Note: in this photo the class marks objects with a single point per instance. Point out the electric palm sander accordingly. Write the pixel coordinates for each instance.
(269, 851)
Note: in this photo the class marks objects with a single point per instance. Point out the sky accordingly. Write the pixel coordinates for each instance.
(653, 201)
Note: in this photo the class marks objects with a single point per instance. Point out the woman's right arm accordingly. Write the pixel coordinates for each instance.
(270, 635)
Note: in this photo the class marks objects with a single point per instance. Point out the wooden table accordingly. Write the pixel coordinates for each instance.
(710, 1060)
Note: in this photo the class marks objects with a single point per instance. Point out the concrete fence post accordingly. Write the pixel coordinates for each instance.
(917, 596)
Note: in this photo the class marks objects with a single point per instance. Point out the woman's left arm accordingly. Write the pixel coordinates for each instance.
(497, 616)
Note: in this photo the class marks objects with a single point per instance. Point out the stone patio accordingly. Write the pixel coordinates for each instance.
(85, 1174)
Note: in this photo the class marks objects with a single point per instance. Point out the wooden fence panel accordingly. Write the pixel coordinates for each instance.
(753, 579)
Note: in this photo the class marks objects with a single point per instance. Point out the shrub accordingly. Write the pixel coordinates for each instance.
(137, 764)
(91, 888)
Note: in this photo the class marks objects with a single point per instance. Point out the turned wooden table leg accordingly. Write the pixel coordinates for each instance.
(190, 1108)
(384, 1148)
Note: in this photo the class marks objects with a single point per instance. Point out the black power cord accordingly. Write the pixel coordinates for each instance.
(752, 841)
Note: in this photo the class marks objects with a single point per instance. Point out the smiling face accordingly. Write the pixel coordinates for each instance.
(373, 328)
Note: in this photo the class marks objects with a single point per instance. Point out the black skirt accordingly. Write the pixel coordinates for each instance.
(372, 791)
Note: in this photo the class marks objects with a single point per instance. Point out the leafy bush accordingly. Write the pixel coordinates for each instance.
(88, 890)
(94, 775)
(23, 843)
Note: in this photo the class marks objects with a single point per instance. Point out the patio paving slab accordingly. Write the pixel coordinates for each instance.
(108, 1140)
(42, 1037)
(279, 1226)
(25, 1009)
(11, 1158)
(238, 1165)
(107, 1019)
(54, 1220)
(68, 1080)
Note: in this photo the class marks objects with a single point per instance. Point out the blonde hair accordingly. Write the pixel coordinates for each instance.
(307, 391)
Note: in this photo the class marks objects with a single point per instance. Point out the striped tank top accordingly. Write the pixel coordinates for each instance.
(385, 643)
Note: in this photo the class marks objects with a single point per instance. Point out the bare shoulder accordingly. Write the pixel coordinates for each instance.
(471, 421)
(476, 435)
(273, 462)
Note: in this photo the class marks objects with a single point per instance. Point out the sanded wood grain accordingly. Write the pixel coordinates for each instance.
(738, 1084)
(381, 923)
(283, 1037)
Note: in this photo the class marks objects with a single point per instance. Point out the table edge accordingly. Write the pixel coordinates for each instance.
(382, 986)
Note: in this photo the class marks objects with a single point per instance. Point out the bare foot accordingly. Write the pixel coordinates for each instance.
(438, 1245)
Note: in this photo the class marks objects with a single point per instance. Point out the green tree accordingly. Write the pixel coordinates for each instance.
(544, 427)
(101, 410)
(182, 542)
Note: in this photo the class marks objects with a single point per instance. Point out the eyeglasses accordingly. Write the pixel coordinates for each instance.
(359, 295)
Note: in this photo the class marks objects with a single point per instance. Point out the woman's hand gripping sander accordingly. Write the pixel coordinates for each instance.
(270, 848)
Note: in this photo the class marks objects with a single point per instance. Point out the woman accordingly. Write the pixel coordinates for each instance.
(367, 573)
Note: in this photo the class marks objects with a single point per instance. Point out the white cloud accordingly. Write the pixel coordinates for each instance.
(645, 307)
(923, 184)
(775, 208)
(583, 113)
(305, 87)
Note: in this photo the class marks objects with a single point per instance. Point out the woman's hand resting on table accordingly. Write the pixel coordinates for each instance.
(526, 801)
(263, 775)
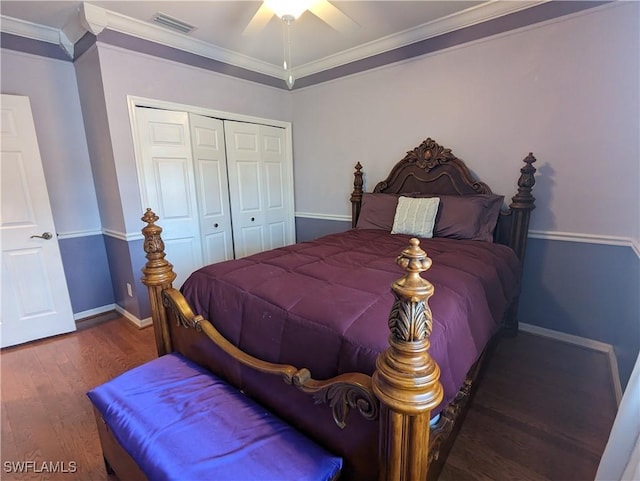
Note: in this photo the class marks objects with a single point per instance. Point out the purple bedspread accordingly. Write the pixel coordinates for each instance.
(324, 305)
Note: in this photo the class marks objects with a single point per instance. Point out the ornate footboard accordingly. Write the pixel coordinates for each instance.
(399, 396)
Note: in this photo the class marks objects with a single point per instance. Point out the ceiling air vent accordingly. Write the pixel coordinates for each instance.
(172, 23)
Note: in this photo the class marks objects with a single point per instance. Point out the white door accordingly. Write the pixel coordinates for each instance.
(165, 166)
(210, 167)
(35, 299)
(260, 184)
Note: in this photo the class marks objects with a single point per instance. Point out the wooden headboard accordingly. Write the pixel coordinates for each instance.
(433, 169)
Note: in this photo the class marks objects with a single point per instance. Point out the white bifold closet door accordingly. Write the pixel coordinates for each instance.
(259, 180)
(222, 189)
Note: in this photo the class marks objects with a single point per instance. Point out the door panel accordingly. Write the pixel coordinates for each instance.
(260, 179)
(168, 186)
(35, 300)
(210, 166)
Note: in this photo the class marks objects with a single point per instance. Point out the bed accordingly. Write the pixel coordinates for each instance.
(380, 376)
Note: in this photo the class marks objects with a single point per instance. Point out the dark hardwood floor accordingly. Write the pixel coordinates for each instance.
(543, 411)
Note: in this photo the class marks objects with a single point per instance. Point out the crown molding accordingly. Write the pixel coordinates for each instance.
(26, 29)
(94, 19)
(466, 18)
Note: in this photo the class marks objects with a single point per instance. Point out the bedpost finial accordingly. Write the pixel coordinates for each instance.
(414, 261)
(157, 270)
(524, 199)
(149, 216)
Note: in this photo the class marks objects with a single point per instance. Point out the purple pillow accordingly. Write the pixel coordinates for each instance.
(471, 217)
(377, 211)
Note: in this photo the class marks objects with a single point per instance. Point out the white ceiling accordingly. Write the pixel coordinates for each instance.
(382, 26)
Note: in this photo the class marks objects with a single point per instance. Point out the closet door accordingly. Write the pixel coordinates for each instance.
(210, 168)
(168, 187)
(260, 186)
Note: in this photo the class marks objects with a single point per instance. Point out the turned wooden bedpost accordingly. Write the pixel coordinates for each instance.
(356, 195)
(521, 205)
(406, 379)
(158, 276)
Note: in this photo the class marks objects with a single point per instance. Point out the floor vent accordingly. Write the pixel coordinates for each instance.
(172, 23)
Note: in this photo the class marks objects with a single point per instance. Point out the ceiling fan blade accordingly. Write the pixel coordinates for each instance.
(330, 14)
(259, 20)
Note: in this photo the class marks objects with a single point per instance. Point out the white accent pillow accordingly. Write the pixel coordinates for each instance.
(415, 216)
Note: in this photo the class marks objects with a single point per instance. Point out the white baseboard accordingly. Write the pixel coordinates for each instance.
(93, 312)
(586, 343)
(139, 323)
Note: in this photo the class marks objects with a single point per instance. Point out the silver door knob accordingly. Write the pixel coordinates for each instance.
(45, 236)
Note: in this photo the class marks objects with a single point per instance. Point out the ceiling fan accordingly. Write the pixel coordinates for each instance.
(290, 10)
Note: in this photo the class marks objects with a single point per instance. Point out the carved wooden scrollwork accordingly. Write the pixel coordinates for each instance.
(411, 321)
(356, 195)
(448, 418)
(181, 311)
(432, 161)
(342, 393)
(429, 154)
(524, 199)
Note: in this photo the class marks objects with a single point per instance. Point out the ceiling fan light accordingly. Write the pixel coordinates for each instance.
(289, 8)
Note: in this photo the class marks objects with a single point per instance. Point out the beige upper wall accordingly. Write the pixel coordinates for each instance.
(566, 90)
(127, 73)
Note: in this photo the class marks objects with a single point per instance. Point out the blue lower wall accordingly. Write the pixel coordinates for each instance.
(87, 271)
(583, 289)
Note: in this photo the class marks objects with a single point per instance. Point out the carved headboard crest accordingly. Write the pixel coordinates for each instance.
(431, 162)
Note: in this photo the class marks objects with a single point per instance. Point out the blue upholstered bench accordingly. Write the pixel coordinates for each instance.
(177, 421)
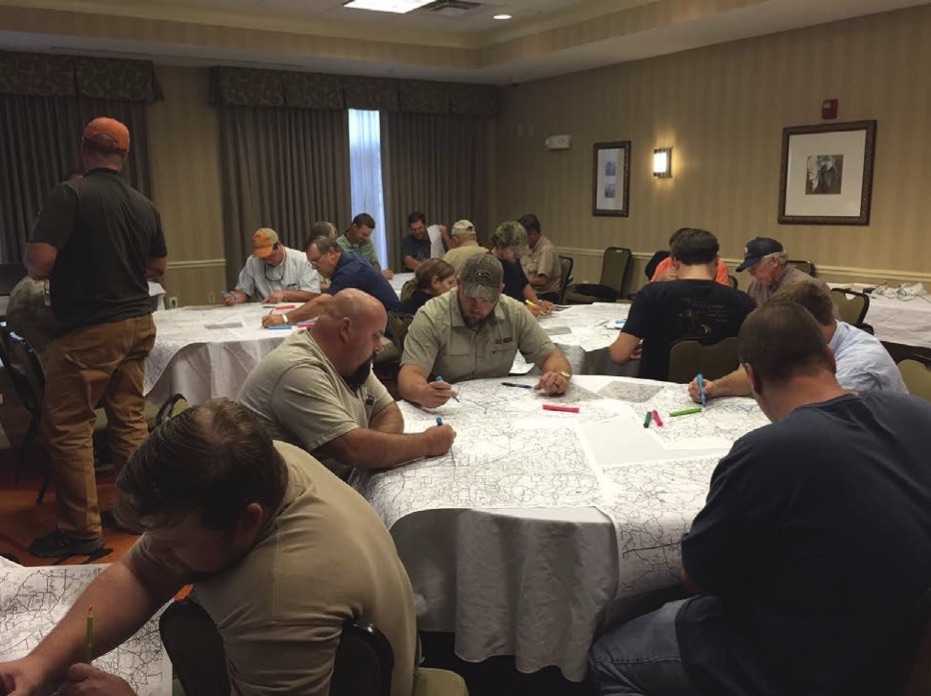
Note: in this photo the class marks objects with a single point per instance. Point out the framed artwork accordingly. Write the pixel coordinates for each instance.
(827, 174)
(611, 179)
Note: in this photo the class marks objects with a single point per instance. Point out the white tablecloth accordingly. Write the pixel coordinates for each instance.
(398, 281)
(206, 352)
(905, 320)
(524, 536)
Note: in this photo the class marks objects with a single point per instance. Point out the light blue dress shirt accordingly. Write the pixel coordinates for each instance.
(863, 364)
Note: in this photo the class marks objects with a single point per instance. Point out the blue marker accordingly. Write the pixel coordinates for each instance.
(440, 379)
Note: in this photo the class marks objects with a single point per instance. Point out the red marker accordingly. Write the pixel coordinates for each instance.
(565, 409)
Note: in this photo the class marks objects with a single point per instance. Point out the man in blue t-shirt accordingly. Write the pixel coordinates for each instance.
(813, 550)
(345, 269)
(694, 306)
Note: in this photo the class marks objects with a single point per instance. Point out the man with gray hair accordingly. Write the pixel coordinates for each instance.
(471, 333)
(317, 391)
(766, 261)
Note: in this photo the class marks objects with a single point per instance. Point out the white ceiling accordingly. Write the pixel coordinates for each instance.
(472, 34)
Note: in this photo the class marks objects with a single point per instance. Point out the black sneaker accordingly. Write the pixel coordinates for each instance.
(55, 545)
(109, 521)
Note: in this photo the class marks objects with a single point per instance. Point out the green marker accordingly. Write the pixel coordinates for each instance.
(686, 411)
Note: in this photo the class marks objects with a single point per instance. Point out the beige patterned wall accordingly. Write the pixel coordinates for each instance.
(723, 109)
(184, 142)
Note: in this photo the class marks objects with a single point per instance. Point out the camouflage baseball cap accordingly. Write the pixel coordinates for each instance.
(510, 234)
(481, 277)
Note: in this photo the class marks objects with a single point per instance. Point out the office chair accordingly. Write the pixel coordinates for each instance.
(852, 305)
(565, 276)
(363, 664)
(614, 267)
(688, 357)
(802, 265)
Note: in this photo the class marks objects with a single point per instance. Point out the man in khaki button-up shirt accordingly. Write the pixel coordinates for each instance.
(474, 332)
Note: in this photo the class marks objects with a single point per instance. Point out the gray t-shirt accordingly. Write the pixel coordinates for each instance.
(259, 281)
(303, 399)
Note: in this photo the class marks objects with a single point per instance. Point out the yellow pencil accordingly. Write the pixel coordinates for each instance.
(89, 636)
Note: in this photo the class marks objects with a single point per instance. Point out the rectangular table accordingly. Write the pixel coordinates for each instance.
(537, 523)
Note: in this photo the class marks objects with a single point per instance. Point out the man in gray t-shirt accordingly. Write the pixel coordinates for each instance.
(274, 273)
(317, 391)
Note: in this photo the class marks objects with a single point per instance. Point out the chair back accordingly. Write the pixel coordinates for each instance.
(25, 371)
(363, 664)
(803, 265)
(852, 305)
(916, 373)
(10, 275)
(687, 358)
(565, 275)
(195, 648)
(614, 265)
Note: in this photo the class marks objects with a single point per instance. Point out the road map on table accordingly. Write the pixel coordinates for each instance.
(651, 508)
(508, 452)
(33, 600)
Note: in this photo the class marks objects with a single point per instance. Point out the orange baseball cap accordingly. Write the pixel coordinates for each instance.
(263, 242)
(108, 134)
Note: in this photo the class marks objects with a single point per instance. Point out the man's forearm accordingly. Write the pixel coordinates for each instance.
(388, 420)
(365, 448)
(555, 362)
(121, 605)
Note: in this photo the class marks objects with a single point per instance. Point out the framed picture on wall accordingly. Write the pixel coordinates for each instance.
(827, 174)
(611, 178)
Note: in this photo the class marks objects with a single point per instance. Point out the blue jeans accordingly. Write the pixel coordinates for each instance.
(641, 657)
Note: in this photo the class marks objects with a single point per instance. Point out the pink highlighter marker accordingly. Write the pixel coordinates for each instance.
(565, 409)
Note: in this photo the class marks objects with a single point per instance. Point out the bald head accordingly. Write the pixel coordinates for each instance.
(349, 330)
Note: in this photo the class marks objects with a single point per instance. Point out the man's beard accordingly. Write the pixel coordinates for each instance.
(357, 378)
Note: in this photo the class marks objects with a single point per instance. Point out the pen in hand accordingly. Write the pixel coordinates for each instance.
(438, 378)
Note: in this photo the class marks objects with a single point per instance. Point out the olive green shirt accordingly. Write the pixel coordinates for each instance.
(325, 557)
(439, 342)
(365, 249)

------------------------------

● **Required work**
Return precisely the lines of the records, starting with the line that holds "out the road" and ending with the last one.

● **Response below**
Note: in this photo the class marks objects with a single point per instance. Point out the road map on table accordingly. Write the pixel coordinates for each instance.
(651, 508)
(508, 452)
(33, 600)
Note: in this photo the class marks objects with a single point per instance. Point out the orange baseball cap accordingly. Write the pixel coordinates for each instance.
(263, 242)
(108, 134)
Note: in this photo the class marks objects with a single point per instance. Point out the man's forearm accordingly. Write the pixel coordinates for each instance.
(388, 420)
(365, 448)
(555, 362)
(121, 605)
Note: in this photo the class marks objects with a single point per instance. Point out the framed picture on wall accordingly. Write the pixel coordinates for each instance.
(827, 174)
(611, 178)
Note: in this photo the class marks objects with a single point per instance. Point out the blue jeans accordingly. Write the pixel coordinates for each instance.
(641, 657)
Note: in this photo the class marks objects with a single point per instance. Point out the pink highlighter marker accordingly. Write the pixel coordinates for each instance.
(565, 409)
Note: in this photo the class marks objects with a single point per instance. Point out the bald head accordingly. Write the pixel coordinates for each instance.
(349, 330)
Note: in this photo the class marks objects with a single point per instance. Point out the man's beard accordingly. Write the pixel coordinates for each instance.
(357, 378)
Note: in this photo the class marks objects with a single point per instance. Point out the pen in hand accordingly. Write the pixel coordinates for each instance.
(438, 378)
Note: in this photo the class marks objects with a single point per instance. Point out the olive green shirt accordingly. Write the pixel coordinates for each instance.
(325, 557)
(439, 342)
(365, 249)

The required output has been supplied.